═════ Document excerpt

Nun Teaches That `We Are All Born Artists'

By Lefevere, Patricia | National Catholic Reporter, October 22, 1999 | Go to article overview

Nun Teaches That `We Are All Born Artists'


Lefevere, Patricia, National Catholic Reporter


God `made us like a camera. You gotta open your eyes to eat with your eyes.'

Frank Lloyd Wright once told Franciscan Sr. Thomasita Fessler that he hoped she would not have to work "in an environment that is not conducive to the undertaking." She never forgot his counsel.

Her six decades as a prolific artist have seen her turn musty attics, dark basements and a vacated dormitory into galleries that gleam with her art and that of her students. Though her atelier has moved back and forth across Milwaukee three times in half a century, she has always called it Studio San Damiano. Named after the church in Assisi where St. Francis first received his call from God to "rebuild my church, which has fallen into ruin," the studio embodies Fessler's -- and Francis' -- love of God, nature and beauty.

On the second floor of the four-story studio, the visitor finds scores of Fessler's works. An early portrait of a young woman, done when the nun was a student, hangs not far from a large oil on canvas, titled after composer Edvard Grieg's "Hall of the Mountain King." Close by is a vivid oil and mixed media abstract of "God Separating the Water and the Land" from her Days of Creation series.

Depictions of the Nativity abound -- in carvings, sculptures and ceramics. Some of her religious works show the influence of Egyptian, Minoan and Etruscan art. The nun credits art historian Kathleen Blackshear with sparking these pieces. "She told us to do anything we were inspired by or in awe of." Fessler met Blackshear and other influential teachers when she studied summers at the Chicago Art Institute, where she earned bachelor's and master's of fine arts degrees in 1946 and 1947.

In recent years the nun has designed nine stained-glass windows for the chapel of St. Ann's Intergenerational Center in Milwaukee. Last year she created eight Christmas stamps, featuring the life of Mary, for the Turks and Caicos Islands in the Caribbean. She is currently designing a millennium coin for the Turkish government.

Fessler shows off a photograph of one of her favorite works -- a sculpture of Christ meeting his mother at the cross. The figures, done in rough stone, appear strong, primitive and abstract. Mother and son are united in a single slab of stone. Mary's head is hooded, hollow and faceless while her son has a smooth, egg-shaped head that inclines toward his mother.

"I tried to show the emotion of this big sorrow," the nun said. "In simplification, you can get so much feeling. Mary had always stood and shared the cross. Here we see her empty, and he's full. Her grief is in her hollowness."

Fessler drew much grief herself from her bold depiction. When a photo feature of the work ran in Life magazine in 1953, it prompted protests from students, parents -- even art patrons. One woman phoned her to say that the work had given her husband bad thoughts. "I thought to myself, well, maybe you ought to get some help for your husband," the nun said.

Among her best-known works are the nine-foot-high Christ she carved out of Philippine mahogany for St. Cyprian's Church in River Grove, Ill.; her stained glass windows in St. Xavier Hospital in Dubuque, Iowa; and her golden oil collage of the interior of St. Josaphat Basilica in Milwaukee, owned by Marquette University's Haggerty Museum.

The basilica -- whose structure was the original Chicago Post Office -- was brought by rail to Milwaukee early this century and redesigned by Fessler's grandfather, Erhard Brielmaier, a self-taught architect and carpenter.

Fessler also had two uncles who were architects and an artist aunt who lived a Bohemian life in Rome and died in 1915 when the nun was three. Fessler treasures her aunt's palette.

While contemporary art -- especially Cubism -- has strongly influenced her style, she refuses to label herself. "Why can't I be my own style?" she said.

To describe her style, "you have to describe the world," said her assistant and former student, Brad VandeVenter.

══════════

What is being asked ▸
Transcribe the passage of the article about Sr. Thomasita Fessler that begins at the words "Lefevere, Patricia, National" and stops after the words "forgot his counsel.".

═════ Supplied material

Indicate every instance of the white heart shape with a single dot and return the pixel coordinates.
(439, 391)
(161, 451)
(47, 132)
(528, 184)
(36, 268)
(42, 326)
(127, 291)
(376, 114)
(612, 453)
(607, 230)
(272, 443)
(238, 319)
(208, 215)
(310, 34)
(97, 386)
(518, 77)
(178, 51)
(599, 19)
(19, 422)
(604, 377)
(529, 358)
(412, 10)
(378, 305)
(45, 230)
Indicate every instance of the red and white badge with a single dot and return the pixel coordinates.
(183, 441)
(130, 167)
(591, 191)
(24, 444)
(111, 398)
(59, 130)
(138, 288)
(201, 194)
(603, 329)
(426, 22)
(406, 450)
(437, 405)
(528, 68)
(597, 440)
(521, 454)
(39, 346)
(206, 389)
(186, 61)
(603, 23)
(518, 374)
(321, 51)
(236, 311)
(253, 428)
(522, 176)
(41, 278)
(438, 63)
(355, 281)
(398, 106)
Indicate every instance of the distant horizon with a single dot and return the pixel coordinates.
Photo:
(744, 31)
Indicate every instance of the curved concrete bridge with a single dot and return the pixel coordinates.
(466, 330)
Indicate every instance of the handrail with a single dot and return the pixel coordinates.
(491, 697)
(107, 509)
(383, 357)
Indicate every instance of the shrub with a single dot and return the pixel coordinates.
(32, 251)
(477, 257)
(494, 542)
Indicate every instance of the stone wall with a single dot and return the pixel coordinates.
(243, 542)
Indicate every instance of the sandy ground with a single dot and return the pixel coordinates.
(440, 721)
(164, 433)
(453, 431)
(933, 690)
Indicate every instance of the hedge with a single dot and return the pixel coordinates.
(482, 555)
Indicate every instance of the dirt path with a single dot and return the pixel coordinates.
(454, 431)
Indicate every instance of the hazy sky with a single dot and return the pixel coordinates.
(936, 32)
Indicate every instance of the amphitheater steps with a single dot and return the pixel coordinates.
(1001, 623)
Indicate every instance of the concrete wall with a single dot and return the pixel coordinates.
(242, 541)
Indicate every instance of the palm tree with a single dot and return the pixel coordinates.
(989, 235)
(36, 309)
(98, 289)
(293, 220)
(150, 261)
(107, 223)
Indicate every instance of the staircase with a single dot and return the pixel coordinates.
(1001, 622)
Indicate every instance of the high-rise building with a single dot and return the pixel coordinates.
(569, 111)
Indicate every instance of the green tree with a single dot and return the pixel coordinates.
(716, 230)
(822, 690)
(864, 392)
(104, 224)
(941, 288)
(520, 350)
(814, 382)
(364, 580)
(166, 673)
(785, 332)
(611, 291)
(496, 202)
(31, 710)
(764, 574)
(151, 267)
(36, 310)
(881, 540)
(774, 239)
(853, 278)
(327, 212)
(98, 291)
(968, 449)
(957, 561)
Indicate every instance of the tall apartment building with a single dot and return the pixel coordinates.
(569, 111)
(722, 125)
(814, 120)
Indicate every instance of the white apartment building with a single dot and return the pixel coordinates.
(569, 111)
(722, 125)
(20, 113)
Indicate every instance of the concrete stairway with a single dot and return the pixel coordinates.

══════════

Task answer ▸
Lefevere, Patricia, National Catholic Reporter


God `made us like a camera. You gotta open your eyes to eat with your eyes.'

Frank Lloyd Wright once told Franciscan Sr. Thomasita Fessler that he hoped she would not have to work "in an environment that is not conducive to the undertaking." She never forgot his counsel.